→ **Text provided**:
-------
After high prices over recent months, it seems there is a correction going on currently.
Prices for OCC and mixed have been slowly coming down in recent weeks, with at least £20 to £30 coming off since the peak, and scope for even more to come off.
When I look at the global market, one key factor seems to be that the US market has come off quite a bit and prices are falling there. Both domestic US and Central/South America demand has fallen and mills there just don’t seem interested.
With less demand from South East Asia for China, it is clear that something has to give. European interest also seems to be waning, while there is little need for Chinese mills to buy Indian pulp either.
Some Chinese mills are also taking maintenance downtime at the moment, especially as China is rationing energy at the moment. Mills are facing power cuts or planned rationing, but so too are the manufacturers they are supplying. This means less goods are being produced, and there is less demand for finished cardboard products.
There is a holding pattern now as buyers want to wait and see where markets head before coming back in.
Until recently, mixed paper has held up well, but with the spread narrowing between it and OCC, there has also been some downward pressure on this grade in the last week or so.
For both grades, peak season has ended as the Christmas rush is all but over, and material for that has long gone to Asia while Europe appeared to buy early.
Indeed, with all the shipping and haulage issues, it seems that retailers and manufacturers have stocked up weeks ahead. Our data shows that October was very busy with retailers churning out more tonnage than last year, but November has eased off.
However, we may see markets pick up again around Christmas when there might be some demand for material either side of Chinese New Year.
Of course, haulage and shipping has been a constant challenge over recent months. While I wouldn’t say it has got back to normal, it is certainly the case that it has improved a little.
We’ve been able to get boxes, but it isn’t as easy as it was prior to the pandemic.
One positive is that shipping rates have improved a little, while another is that the exchange rate has been beneficial. This has helped to provide some support to stop prices falling by even more, but the overall trend is downwards.
We should also remember that this has been a highly unusual time, and we have got used to high prices. But the long-term average is normally somewhere around £90 per tonne for OCC. Even if prices come down to this average, it still represents good value.
-------
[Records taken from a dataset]
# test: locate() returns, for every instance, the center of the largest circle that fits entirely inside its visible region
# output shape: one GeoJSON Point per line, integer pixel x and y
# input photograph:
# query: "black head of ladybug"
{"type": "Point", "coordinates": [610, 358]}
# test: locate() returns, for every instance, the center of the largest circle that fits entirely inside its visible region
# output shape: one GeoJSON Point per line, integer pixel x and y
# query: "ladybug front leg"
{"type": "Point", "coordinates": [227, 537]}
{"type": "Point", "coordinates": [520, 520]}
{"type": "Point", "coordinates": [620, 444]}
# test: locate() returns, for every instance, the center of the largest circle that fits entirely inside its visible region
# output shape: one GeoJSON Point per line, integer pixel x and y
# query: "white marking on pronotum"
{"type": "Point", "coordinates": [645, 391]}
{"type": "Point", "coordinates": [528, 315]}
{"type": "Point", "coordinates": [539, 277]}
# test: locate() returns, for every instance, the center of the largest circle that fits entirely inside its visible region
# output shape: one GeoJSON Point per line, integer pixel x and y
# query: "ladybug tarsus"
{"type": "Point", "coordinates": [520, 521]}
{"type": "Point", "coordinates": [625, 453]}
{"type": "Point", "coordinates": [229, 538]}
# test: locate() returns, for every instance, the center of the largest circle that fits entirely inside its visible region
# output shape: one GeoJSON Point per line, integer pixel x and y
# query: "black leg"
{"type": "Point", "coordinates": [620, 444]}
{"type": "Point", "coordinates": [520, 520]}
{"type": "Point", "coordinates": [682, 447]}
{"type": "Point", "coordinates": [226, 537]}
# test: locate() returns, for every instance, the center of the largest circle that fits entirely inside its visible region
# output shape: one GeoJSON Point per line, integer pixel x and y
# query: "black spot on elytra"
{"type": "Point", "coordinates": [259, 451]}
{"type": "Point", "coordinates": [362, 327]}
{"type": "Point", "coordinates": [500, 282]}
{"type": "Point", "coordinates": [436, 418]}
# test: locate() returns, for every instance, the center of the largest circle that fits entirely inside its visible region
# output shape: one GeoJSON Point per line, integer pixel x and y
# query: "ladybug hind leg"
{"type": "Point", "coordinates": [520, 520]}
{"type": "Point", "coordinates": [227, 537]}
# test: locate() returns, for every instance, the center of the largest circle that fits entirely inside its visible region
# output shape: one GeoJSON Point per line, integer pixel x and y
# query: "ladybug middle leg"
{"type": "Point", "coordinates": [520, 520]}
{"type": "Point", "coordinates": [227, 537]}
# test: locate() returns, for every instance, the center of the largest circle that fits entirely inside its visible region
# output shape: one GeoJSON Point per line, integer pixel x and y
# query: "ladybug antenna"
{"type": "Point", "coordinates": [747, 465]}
-------
→ **Work request 1**: According to the market commentary, what is the normal long-term average price per tonne for OCC?
→ **Work request 2**: Please summarize the market commentary in two sentences.
→ **Work request 3**:
Decide whether each statement agrees with the market commentary, answering yes or no and quoting the words of the commentary that decide it.
(a) OCC and mixed paper prices have dropped by at least £20 to £30 since the peak.
(b) Haulage and shipping have returned to normal.
(c) Retailers produced more tonnage in November than in October.

→ **Exercise response 1**: Somewhere around £90 per tonne.

→ **Exercise response 2**: Prices for OCC and mixed paper are undergoing a correction, with at least £20 to £30 off since the peak, as demand falls in the US and elsewhere, Chinese mills take downtime amid energy rationing, and peak season has ended. Shipping rates and the exchange rate have given some support, but the overall trend is downwards, though even the long-term OCC average of around £90 per tonne would still be good value.

→ **Exercise response 3**:
(a) Yes: "with at least £20 to £30 coming off since the peak"
(b) No: "While I wouldn’t say it has got back to normal"
(c) No: "October was very busy with retailers churning out more tonnage than last year, but November has eased off"